▸ **Aim of the exercise**
If a line in the data below contains the word "wall", copy it out.

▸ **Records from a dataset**

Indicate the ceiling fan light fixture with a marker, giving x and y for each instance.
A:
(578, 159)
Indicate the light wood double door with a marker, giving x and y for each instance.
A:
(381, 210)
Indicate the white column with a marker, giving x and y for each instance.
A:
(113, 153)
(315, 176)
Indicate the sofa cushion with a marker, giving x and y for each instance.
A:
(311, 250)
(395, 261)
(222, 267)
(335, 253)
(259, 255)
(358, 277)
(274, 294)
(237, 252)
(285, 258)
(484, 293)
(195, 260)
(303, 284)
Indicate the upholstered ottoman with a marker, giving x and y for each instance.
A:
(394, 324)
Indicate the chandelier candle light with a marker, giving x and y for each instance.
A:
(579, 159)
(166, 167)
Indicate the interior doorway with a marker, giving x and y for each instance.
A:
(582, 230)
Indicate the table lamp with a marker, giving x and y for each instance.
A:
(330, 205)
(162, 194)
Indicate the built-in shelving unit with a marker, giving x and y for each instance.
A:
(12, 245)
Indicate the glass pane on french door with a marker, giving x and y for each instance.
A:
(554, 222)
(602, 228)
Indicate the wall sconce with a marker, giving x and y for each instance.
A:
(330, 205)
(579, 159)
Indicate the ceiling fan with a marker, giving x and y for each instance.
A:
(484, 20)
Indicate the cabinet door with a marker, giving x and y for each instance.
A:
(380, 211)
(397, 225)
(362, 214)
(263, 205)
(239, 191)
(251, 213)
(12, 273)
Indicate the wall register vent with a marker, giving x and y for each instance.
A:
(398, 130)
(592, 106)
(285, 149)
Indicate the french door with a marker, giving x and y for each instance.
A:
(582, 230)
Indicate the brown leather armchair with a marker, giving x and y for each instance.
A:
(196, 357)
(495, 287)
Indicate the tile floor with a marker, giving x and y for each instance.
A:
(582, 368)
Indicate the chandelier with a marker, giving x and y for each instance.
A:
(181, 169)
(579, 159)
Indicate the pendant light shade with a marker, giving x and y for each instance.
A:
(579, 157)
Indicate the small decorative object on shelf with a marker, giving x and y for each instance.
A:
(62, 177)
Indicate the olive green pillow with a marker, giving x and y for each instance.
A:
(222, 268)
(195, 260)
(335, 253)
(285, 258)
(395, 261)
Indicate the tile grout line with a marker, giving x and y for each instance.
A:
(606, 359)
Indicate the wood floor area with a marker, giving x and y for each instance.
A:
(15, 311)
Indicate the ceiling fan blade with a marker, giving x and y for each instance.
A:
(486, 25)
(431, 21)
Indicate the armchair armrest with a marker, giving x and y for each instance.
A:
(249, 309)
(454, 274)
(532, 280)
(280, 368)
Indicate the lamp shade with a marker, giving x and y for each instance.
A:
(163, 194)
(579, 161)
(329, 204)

▸ **Task answer**
Indicate the wall sconce with a marker, giving x and y for each instance.
Indicate the wall register vent with a marker, giving x and y for each instance.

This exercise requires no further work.